Reproduce without change the lines in the material below that run from the one with "Would you be so kind as to locate the rock" to the end, and nothing more.

INFORMATION PROVIDED section start

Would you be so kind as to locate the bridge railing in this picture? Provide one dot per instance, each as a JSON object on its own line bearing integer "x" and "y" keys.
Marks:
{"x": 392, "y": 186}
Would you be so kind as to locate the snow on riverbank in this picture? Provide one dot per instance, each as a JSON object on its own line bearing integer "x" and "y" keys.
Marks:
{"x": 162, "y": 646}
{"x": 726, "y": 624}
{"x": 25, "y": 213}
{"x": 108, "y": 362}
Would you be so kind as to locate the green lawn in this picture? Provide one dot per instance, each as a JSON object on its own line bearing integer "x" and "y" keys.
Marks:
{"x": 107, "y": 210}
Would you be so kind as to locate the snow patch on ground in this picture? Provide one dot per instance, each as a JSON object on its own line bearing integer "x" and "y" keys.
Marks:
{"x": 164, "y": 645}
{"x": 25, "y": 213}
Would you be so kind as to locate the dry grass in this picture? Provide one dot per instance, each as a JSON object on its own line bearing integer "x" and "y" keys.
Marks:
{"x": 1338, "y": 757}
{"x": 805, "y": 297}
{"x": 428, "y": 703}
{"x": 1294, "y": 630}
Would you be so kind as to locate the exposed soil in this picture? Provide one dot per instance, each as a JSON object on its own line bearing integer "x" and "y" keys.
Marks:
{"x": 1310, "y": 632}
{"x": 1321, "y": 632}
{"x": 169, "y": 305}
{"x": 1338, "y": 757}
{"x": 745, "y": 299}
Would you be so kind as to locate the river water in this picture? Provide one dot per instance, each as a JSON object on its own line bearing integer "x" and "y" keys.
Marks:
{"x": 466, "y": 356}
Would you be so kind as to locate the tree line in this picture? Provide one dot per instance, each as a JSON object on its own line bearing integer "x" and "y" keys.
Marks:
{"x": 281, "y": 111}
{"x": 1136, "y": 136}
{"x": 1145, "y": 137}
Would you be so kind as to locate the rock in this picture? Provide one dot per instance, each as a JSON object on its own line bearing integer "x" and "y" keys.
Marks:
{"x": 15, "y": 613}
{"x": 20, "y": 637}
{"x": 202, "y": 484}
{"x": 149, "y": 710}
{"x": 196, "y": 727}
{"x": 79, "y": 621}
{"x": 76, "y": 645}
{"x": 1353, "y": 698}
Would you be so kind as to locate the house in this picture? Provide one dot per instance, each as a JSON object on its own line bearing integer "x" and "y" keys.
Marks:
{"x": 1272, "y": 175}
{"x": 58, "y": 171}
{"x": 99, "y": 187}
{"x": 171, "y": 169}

INFORMATION PROVIDED section end

SOLUTION FOR THIS PROBLEM —
Would you be so kind as to locate the rock in this picture? Provide one dot per instance, each as a JSON object on its own line bearing integer "x" and "y" keys.
Marks:
{"x": 15, "y": 613}
{"x": 20, "y": 637}
{"x": 202, "y": 484}
{"x": 149, "y": 710}
{"x": 196, "y": 727}
{"x": 79, "y": 621}
{"x": 76, "y": 645}
{"x": 1353, "y": 698}
Would you be so kind as to locate the house in this picture? Provide one dot per instance, each as a JSON object on its own line bearing integer "x" and "y" keys.
Marks:
{"x": 1272, "y": 175}
{"x": 58, "y": 171}
{"x": 99, "y": 187}
{"x": 171, "y": 169}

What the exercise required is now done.